* _Aim_:
Render the lines from the one containing "query (the noun phrase to segment): white road" up to and including the one containing "MULTIPOLYGON (((91 57, 86" as a Markdown table with two columns, No. and Line. Number each line in sequence and leave out blank lines.

* _Data section_:
════════════════════
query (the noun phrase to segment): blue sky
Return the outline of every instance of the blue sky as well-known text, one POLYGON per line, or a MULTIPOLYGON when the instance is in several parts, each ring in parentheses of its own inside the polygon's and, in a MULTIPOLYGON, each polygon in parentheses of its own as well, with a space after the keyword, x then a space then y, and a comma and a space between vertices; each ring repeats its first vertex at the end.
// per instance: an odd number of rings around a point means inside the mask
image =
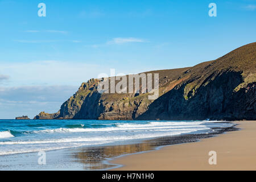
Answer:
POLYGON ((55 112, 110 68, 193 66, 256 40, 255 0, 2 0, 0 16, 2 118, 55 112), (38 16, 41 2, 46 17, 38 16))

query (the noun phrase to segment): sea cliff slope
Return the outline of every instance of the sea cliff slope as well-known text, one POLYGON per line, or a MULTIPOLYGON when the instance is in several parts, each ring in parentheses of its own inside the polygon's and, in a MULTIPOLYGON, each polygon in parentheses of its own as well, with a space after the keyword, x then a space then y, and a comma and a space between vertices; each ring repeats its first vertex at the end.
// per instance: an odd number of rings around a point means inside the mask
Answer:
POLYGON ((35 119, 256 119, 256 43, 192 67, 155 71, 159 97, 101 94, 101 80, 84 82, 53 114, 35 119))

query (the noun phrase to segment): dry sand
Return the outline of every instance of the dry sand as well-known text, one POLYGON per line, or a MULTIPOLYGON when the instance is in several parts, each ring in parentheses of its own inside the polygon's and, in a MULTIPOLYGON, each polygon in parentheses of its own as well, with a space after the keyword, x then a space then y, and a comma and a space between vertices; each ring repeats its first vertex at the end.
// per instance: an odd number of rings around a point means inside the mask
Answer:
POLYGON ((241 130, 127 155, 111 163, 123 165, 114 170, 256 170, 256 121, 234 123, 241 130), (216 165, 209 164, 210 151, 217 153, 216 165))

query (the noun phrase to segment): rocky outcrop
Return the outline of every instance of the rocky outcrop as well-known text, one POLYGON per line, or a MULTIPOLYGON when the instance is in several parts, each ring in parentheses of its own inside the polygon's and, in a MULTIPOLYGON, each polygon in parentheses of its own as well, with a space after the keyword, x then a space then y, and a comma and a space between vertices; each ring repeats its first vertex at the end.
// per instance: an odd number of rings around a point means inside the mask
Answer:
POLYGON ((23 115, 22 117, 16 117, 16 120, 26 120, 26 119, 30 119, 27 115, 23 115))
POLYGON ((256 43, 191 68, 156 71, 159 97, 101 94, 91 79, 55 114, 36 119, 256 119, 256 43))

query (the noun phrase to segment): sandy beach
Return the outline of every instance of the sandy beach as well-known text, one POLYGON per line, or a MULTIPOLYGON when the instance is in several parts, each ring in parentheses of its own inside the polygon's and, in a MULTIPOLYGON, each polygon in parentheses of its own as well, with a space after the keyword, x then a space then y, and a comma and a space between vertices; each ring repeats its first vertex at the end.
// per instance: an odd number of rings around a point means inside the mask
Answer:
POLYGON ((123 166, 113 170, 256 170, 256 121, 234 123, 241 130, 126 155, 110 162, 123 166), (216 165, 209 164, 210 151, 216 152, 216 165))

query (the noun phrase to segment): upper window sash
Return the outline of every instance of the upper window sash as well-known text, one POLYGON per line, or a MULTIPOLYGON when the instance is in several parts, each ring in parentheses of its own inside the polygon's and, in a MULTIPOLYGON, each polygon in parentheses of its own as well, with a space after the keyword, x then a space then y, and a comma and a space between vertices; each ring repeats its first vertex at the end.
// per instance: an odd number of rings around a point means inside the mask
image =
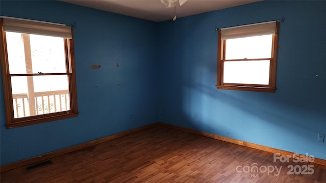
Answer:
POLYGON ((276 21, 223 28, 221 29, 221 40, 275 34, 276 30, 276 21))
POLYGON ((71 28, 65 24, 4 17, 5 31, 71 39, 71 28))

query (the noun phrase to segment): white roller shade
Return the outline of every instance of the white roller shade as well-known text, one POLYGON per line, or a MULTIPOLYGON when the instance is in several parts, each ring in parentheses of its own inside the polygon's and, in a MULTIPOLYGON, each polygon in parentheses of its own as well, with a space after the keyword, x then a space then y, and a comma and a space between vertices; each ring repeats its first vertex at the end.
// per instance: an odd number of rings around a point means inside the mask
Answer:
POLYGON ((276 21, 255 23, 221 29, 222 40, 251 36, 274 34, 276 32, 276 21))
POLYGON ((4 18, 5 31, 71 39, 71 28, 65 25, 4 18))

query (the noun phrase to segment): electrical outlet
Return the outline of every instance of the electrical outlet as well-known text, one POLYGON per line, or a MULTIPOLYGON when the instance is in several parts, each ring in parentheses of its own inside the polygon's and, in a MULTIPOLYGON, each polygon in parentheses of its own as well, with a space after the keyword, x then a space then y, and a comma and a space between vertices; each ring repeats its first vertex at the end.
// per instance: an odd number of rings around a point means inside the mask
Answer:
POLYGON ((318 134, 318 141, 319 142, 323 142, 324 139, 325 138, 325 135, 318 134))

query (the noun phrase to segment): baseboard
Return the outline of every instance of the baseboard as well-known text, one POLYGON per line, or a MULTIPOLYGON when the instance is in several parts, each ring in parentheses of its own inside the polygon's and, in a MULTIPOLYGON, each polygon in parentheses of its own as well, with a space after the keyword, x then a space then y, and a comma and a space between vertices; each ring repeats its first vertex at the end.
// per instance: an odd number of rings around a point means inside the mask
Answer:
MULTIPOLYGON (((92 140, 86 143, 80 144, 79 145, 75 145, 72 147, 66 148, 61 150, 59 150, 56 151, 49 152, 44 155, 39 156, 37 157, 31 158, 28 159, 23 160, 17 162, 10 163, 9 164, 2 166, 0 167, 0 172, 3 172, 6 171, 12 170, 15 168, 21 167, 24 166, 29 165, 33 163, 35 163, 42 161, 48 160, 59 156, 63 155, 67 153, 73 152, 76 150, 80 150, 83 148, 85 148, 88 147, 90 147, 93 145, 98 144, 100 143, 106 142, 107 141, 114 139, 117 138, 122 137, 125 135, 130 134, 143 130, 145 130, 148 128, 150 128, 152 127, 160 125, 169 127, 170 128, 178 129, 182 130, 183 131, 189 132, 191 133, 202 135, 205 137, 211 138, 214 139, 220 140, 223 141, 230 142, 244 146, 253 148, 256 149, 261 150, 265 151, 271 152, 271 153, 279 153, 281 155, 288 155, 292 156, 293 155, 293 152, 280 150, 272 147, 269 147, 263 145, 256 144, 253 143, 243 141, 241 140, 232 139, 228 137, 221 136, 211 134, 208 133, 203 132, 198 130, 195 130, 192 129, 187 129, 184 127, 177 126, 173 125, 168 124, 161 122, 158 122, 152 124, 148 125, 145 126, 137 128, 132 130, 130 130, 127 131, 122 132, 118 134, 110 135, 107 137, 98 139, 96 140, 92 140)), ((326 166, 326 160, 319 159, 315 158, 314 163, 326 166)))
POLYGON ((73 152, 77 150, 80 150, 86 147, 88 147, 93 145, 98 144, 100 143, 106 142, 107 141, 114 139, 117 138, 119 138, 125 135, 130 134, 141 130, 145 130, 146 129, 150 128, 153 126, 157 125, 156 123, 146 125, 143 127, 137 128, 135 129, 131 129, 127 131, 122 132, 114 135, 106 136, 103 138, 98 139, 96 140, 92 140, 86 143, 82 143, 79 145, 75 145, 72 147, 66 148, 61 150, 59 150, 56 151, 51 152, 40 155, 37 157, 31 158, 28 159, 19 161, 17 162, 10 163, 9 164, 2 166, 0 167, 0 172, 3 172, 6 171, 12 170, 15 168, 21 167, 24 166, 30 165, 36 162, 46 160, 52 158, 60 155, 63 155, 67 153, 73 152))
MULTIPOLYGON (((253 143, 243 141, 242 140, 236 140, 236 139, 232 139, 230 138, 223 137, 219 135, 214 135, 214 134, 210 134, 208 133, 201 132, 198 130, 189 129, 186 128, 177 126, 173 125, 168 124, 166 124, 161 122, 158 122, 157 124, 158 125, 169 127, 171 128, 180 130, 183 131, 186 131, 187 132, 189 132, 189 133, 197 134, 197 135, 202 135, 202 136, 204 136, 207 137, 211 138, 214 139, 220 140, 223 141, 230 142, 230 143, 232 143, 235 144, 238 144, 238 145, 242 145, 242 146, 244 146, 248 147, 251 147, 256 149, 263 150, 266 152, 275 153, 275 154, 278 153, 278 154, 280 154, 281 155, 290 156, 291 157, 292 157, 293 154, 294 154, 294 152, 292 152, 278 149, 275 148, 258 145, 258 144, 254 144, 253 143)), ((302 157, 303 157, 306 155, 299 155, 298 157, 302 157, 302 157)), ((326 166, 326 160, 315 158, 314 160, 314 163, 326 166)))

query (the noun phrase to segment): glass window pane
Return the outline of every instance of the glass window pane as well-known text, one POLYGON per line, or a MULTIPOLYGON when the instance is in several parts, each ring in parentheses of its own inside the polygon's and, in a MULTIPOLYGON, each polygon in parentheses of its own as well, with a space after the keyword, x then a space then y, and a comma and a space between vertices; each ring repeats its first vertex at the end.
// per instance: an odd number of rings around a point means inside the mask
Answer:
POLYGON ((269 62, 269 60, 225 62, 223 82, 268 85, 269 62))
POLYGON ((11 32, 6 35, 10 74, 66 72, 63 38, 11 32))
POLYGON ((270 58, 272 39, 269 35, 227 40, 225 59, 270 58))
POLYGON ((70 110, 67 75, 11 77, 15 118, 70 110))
════════════════════
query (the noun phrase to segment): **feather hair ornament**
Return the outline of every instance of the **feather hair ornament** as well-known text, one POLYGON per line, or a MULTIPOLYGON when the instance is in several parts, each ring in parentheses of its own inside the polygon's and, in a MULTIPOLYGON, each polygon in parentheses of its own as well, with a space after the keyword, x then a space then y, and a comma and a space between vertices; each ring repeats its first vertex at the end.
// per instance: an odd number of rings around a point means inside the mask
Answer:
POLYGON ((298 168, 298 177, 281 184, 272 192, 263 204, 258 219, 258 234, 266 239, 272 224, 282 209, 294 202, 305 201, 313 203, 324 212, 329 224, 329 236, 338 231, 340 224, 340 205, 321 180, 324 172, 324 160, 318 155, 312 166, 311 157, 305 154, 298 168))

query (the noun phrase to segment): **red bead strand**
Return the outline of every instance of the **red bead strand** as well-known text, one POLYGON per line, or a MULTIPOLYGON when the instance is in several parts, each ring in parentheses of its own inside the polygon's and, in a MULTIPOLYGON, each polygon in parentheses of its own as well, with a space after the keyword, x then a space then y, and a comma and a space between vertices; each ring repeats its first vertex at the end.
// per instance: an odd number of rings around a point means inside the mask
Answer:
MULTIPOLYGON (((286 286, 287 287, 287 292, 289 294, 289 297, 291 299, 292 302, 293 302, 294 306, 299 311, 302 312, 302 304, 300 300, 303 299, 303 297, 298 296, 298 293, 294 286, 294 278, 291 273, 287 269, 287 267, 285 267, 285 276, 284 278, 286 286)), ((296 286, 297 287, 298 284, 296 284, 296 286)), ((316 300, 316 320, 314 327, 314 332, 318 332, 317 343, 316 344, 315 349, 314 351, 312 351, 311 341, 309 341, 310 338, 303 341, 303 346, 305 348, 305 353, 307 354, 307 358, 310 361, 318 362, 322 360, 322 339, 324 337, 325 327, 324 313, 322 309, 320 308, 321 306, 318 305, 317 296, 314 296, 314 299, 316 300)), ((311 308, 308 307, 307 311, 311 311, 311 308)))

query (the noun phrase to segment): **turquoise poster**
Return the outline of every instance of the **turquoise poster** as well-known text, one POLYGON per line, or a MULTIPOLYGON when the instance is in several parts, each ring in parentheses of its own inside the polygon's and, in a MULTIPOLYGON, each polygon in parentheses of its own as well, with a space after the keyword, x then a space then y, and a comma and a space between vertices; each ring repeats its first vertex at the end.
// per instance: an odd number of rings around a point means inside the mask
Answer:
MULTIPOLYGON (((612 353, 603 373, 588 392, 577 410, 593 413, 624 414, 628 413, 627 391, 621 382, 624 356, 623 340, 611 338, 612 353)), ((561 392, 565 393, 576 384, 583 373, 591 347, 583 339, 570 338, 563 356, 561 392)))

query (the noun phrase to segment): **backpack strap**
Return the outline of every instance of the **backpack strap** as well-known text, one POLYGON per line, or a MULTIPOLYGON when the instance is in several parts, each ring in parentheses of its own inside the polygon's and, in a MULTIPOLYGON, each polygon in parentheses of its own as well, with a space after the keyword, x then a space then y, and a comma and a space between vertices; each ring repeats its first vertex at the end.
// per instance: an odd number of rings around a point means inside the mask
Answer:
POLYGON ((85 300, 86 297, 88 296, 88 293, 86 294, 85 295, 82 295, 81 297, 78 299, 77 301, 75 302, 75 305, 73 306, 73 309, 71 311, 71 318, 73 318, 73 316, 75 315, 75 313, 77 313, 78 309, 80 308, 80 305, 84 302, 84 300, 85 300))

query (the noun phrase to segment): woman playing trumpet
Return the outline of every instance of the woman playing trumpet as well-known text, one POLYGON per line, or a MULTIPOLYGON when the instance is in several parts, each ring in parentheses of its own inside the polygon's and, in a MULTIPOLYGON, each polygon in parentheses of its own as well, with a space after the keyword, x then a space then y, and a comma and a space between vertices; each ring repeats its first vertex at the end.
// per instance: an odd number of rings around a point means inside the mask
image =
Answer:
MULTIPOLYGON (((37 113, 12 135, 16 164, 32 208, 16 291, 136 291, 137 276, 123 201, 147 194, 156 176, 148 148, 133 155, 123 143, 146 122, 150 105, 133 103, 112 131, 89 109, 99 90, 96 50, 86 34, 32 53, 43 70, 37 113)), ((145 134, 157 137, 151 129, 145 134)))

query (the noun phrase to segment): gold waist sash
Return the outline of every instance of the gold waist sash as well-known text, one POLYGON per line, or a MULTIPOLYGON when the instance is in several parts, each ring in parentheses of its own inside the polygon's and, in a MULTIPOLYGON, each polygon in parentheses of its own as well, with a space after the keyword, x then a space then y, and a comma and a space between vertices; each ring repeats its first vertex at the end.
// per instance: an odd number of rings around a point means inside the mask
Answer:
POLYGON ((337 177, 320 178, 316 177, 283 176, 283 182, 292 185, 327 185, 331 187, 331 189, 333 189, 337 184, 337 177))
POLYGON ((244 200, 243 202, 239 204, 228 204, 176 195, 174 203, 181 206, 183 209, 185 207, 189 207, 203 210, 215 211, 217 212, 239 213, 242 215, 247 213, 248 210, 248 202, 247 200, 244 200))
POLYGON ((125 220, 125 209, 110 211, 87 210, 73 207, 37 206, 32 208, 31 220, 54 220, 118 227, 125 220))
════════════════════
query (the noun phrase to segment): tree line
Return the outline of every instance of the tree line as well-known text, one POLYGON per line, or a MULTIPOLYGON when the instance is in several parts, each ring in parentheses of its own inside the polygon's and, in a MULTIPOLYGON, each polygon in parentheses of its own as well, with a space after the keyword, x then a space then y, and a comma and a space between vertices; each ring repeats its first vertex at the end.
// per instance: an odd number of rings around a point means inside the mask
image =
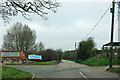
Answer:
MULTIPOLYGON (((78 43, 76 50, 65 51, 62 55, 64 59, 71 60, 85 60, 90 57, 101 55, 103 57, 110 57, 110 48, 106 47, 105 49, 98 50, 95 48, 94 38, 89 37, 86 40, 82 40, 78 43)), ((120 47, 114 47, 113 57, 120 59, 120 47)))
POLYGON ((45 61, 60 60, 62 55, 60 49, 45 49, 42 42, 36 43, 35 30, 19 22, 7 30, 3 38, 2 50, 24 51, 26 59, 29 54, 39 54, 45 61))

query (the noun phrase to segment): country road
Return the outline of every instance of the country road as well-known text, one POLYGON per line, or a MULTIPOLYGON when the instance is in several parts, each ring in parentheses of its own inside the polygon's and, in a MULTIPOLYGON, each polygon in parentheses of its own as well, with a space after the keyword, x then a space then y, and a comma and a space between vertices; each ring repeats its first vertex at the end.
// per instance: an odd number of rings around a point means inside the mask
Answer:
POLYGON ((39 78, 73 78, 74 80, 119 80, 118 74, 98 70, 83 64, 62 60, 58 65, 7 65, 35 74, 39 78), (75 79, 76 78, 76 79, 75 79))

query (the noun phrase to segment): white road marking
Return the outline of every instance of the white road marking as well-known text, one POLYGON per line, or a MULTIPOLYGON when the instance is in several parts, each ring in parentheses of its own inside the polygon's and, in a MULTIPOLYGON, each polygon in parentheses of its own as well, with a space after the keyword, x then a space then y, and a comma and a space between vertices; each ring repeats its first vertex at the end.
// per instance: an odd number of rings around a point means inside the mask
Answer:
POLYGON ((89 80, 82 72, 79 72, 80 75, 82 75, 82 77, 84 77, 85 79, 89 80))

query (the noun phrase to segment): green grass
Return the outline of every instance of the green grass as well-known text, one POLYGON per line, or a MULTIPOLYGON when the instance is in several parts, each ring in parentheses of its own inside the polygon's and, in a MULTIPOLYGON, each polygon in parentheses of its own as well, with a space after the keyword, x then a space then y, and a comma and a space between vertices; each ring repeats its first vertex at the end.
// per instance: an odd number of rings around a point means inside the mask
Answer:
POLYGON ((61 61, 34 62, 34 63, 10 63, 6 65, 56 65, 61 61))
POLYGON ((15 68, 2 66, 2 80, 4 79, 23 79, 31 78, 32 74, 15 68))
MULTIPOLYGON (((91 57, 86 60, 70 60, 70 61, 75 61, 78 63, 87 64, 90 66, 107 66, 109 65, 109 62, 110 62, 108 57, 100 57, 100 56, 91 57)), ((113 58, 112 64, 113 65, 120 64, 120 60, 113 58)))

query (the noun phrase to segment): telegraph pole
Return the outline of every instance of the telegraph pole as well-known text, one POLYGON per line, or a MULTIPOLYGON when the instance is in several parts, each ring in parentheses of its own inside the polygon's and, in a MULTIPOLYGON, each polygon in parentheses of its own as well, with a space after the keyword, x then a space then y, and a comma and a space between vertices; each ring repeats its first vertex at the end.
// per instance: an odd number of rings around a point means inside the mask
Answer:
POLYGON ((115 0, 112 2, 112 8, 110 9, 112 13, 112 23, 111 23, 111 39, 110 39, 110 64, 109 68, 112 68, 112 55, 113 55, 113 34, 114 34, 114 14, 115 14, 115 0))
════════════════════
* _Result of this exercise_:
| No. | Line |
|---|---|
| 1 | query (the noun phrase to segment): white road marking |
| 2 | Return the outline of every instance of the white road marking as well-known text, one POLYGON per line, or a MULTIPOLYGON when the instance is in several parts, each ring in parentheses of its own inside the polygon's and, in a MULTIPOLYGON, each polygon in parentheses of its own as well, with a space after the keyword, x then a space then y, and a comma and a space between vertices; each ring repeats its first vertex at the end. |
| 3 | // per instance: an odd number of rings around a point means inside the mask |
| 4 | Answer: |
| 5 | POLYGON ((89 80, 82 72, 79 72, 80 75, 82 75, 82 77, 84 77, 85 79, 89 80)) |
| 6 | query (the noun phrase to segment): green grass |
| 7 | Return the outline of every instance of the green grass as well-known text, one POLYGON per line, or a MULTIPOLYGON when the instance is in several parts, each ring in parentheses of its own inside the polygon's and, in a MULTIPOLYGON, each polygon in parentheses of its own as well, with a space after the keyword, x then a space then y, and a comma and a space between vertices; each ring repeats its first vertex at the end. |
| 8 | // per instance: an odd number of rings around a point means inside the mask |
| 9 | Answer: |
| 10 | POLYGON ((61 61, 34 62, 34 63, 10 63, 6 65, 56 65, 61 61)) |
| 11 | POLYGON ((15 68, 2 66, 2 80, 4 79, 23 79, 31 78, 32 74, 15 68)) |
| 12 | MULTIPOLYGON (((91 57, 86 60, 70 60, 70 61, 75 61, 78 63, 87 64, 90 66, 107 66, 109 65, 109 62, 110 62, 108 57, 100 57, 100 56, 91 57)), ((113 58, 112 64, 113 65, 120 64, 120 60, 113 58))) |